- What is needed -
According to the passage on tethering, what is the status in Europe of contract clauses that surprise the customer?

The fact is that tethering is a made up term used to describe a functionality of certain end devices instead of being a technical or lawful term that could be used to impose limits in contracts. Many devices (even those sold by the operators together with these contracts) are employing the very same "tethering" mechanism as the single possible way to use the data service at all. In Europe clauses in contracts which are surprising to the customer (eg. because they prevent the use of product for its intended purpose like here) are completely void. So while it would be lawful to exclude the use of a data service for more than one concurrent end device (which is quite likely what the tethering clauses are supposed to mean) it is not lawful to forbid the use of an intermediate access device (which is what tethering really means).

 

In my opinion Apple here chose to play nice with the operators solely for their own gain without having any real obligation to do so.

 

I find your argument very persuasive, and apart from the legality, I concur with your opinion that Apple chose to play nice with the carriers, and really didn't need to do so.

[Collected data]
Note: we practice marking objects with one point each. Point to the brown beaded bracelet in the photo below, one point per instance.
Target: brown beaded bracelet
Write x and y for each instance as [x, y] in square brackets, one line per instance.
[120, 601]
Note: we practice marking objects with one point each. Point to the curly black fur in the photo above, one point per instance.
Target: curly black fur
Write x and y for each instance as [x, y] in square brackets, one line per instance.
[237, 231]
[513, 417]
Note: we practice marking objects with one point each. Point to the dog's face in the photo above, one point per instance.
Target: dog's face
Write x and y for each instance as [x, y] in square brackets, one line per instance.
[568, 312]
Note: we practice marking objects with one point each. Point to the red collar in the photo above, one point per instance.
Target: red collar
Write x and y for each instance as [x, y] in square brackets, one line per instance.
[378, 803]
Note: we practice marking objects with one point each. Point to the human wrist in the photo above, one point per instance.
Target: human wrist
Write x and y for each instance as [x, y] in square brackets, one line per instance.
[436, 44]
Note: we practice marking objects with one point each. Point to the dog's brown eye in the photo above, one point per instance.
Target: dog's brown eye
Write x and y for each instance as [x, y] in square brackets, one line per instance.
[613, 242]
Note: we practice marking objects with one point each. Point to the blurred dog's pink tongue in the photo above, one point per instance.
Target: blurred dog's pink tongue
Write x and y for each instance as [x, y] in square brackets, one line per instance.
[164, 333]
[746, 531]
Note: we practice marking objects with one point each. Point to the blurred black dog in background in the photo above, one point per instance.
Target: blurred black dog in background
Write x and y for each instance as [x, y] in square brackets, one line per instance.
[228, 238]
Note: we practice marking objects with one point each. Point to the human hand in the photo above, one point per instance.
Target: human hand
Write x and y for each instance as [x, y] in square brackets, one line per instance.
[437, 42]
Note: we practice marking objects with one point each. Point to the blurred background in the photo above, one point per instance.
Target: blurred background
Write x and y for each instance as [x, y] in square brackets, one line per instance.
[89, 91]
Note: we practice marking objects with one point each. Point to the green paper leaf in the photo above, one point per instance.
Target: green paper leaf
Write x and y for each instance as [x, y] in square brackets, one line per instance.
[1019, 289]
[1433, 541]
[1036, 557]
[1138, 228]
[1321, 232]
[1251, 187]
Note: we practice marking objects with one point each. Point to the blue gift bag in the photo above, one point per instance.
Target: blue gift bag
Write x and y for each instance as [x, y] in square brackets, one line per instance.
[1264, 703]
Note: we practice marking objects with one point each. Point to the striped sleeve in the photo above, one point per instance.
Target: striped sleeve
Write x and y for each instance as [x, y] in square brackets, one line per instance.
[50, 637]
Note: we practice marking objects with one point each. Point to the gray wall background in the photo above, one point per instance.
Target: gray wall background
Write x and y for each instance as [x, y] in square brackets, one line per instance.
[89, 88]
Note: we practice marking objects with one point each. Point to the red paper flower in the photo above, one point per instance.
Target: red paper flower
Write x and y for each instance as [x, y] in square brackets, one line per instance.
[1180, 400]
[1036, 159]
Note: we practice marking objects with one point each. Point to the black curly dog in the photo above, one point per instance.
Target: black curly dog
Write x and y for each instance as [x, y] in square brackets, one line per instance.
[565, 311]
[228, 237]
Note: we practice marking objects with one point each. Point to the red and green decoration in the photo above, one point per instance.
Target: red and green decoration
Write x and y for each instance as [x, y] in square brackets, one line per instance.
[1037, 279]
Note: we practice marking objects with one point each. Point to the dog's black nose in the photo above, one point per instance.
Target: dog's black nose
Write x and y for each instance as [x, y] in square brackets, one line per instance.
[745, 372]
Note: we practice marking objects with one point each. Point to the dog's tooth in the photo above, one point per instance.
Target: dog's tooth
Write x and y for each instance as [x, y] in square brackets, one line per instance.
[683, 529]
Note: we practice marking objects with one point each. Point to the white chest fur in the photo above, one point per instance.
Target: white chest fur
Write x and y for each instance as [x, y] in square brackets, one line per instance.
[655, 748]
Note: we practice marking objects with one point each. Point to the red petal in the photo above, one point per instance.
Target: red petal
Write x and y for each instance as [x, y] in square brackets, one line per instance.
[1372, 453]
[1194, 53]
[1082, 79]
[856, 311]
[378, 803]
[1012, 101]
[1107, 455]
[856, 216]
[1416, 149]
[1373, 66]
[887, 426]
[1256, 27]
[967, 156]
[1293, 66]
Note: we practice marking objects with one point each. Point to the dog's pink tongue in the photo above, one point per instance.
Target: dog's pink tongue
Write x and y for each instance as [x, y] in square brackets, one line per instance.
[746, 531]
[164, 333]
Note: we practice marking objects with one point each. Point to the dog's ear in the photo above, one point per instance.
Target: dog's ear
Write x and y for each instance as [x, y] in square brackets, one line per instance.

- Solution for this problem -
Such clauses are completely void.